**YOUR GOAL:** Taking the line that contains "For every instance of the chair, set" as the first, copy each line exactly up to and including the last line below.

**RECORDS SHOWN:**
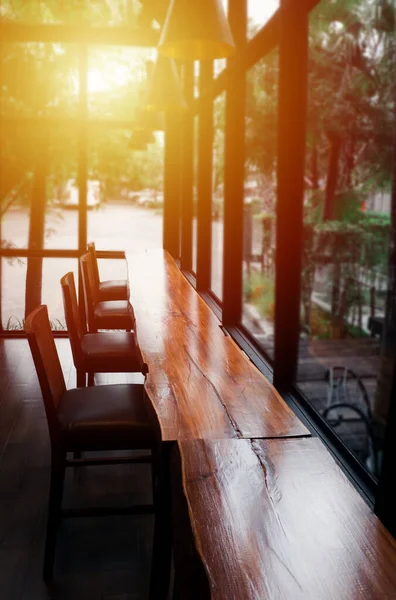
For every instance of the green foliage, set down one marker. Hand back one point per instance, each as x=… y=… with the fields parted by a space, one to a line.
x=259 y=290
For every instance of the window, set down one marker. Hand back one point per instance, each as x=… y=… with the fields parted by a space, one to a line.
x=344 y=278
x=218 y=196
x=260 y=201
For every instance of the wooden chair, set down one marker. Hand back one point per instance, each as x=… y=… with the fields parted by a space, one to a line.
x=108 y=314
x=113 y=289
x=104 y=352
x=102 y=418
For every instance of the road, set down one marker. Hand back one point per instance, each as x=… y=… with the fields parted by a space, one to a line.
x=113 y=227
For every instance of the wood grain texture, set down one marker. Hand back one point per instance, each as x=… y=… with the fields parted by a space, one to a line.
x=278 y=519
x=201 y=384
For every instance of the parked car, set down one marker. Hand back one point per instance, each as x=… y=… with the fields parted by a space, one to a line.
x=70 y=195
x=150 y=198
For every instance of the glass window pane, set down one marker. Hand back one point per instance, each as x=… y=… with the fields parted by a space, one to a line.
x=52 y=271
x=260 y=201
x=39 y=80
x=129 y=187
x=61 y=215
x=31 y=12
x=38 y=195
x=116 y=81
x=218 y=197
x=259 y=13
x=195 y=197
x=13 y=286
x=19 y=297
x=344 y=363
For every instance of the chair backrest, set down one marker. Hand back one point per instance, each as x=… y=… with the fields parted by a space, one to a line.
x=72 y=315
x=46 y=361
x=90 y=290
x=92 y=250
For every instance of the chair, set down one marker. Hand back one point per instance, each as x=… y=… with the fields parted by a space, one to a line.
x=103 y=418
x=113 y=289
x=104 y=352
x=108 y=314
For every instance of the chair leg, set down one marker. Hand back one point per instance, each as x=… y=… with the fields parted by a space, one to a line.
x=54 y=512
x=81 y=378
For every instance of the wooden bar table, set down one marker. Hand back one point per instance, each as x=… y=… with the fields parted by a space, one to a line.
x=200 y=383
x=277 y=519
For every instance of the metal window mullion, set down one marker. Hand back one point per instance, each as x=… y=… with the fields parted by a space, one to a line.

**ANSWER BELOW:**
For every instance of the chair, set down one marker. Hand back one point per instance, each as x=… y=… with the fields parted by a space, one to a line.
x=103 y=418
x=113 y=289
x=104 y=352
x=108 y=314
For every instance of the chair leg, set down one marker. Hand back one point per instance, each as x=… y=… with the fields parted by a space, one to a line.
x=54 y=512
x=81 y=378
For every instance of the wooden bar table, set down one marker. Hand back one point per instance, each as x=… y=… with the fields parted by a space, one to a line.
x=200 y=383
x=277 y=519
For every instance of the metal window mullion, set down one marker. Hand back one point per instance, each as x=… y=… with the fields parted by a space, one to a line.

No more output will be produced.